The problem = Extend the forum thread about Lucas past its final post.
*** Opening of Excerpt ***
Thanks guys. Brian did ok with him but he was still very skittish. He is doing very well with Gabe, as time progresses. If I am not there he is more likely to give Gabe lots of attention. We are running in to a potty issue, thought maybe he had a bladder infection, but NO - now I think it might be marking. He is in a belly band, and doing ok, and scheduled for Neuter next week. So hopefully THAT behavior will change. Otherwise he is a doll!! My battery died in my camera, but I will get a new one this weekend and try to post some more pics.


----------



## Laurief

I finally got a new battery and took some new pics today.
Hubby worked outside with me today and we put up a large fenced area up for Lucas to be able to run free and play without a leash. Here are a few pictures that I got. He is a VERY active little guy!!!


----------



## Jill in Mich

Laurie, he's a real cutie!


----------



## gelbergirl

Looks like Lucas in having a grand time!
*** Close of Excerpt ***
*** Opening of Source information ***
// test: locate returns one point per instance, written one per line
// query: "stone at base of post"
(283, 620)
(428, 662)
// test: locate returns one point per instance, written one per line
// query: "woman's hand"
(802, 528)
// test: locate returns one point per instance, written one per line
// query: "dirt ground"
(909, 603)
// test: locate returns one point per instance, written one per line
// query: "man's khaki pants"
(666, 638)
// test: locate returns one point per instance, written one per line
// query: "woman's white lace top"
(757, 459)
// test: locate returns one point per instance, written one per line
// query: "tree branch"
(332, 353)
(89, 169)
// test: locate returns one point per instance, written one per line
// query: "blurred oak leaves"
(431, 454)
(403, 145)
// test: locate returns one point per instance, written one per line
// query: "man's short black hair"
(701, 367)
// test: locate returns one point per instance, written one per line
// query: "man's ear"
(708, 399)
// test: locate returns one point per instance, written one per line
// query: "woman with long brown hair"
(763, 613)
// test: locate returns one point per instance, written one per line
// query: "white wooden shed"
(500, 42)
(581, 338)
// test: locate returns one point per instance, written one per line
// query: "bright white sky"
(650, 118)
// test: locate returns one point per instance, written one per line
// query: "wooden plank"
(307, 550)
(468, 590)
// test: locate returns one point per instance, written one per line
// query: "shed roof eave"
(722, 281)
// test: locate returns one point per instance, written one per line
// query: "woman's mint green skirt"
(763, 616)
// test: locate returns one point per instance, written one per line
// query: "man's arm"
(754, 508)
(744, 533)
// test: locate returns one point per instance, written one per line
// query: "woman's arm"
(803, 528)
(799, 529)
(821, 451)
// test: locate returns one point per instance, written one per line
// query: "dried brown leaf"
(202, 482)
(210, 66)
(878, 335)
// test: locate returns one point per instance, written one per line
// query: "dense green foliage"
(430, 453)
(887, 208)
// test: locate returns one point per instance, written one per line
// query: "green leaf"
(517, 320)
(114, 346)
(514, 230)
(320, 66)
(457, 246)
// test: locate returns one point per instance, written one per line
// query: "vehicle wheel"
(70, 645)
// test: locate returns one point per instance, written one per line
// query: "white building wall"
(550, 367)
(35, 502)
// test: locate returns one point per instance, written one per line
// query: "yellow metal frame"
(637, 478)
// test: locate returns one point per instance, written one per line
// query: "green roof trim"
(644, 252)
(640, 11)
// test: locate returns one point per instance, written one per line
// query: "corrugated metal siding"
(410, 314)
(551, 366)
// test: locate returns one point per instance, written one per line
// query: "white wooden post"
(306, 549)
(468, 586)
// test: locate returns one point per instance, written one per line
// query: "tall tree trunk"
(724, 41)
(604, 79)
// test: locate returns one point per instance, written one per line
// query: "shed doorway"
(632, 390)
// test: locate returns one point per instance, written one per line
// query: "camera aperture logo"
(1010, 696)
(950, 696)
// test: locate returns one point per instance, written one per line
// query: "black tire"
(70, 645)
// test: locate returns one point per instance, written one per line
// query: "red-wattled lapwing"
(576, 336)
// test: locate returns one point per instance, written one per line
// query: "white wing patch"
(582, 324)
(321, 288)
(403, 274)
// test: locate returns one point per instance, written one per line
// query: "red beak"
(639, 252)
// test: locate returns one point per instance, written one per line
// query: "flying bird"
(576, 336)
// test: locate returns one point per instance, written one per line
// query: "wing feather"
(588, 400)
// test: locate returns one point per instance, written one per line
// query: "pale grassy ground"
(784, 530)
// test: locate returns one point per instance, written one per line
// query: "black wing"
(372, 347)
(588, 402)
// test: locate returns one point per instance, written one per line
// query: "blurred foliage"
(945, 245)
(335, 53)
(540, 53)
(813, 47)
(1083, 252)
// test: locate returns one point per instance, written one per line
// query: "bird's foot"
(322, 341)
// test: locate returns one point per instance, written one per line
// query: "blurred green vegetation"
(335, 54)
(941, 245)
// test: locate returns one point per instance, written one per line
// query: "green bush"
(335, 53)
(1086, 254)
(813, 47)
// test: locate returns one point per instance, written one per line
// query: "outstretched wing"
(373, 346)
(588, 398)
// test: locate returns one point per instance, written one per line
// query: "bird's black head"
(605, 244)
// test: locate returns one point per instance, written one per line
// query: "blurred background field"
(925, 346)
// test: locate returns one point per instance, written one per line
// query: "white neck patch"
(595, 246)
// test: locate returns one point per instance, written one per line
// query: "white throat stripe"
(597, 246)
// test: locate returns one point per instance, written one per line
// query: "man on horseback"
*** Close of Source information ***
Result for this exercise =
----------



## katdog

Oh my goodness, he is adorable. What a pretty face and so much like your other dog ! I offered to foster for the Havanese club here in British Columbia but they don't have a need. Happy about that for the sake of the dogs but wish I was having all the fun you are with your little Rooney.


----------



## irnfit

Laurie, I am in love with that face! Glad to hear he is doing so well.


----------



## Lina

Laurie, he looks like he's fit right in! Great pics.


----------



## Mraymo

So cute. He looks like he's having a blast. I'm glad he's feeling more comfortable around Gabe, sounds like great progress. Thanks for the update.


----------



## JASHavanese

Laurief said:


> He will not let hubby or my boys come near him. It just breaks my heart to think that this precious boy was abused in some way by men!


Maybe not Laurie, I'll give you a reason to think positive. Many moons ago when my pom was a young squirt she saw a man raise his hand to me (there was no contact). That was it for her and men but instead of being afraid of them, she wanted to rip apart any who came into her home. Men could come into my work and she was ok, but they couldn't come into her home from that point on. I bought my house and was having the closets redone by a man and thank goodness he had thick boots on and liked dogs or she'd have done some damage to his foot when she got free from my arms.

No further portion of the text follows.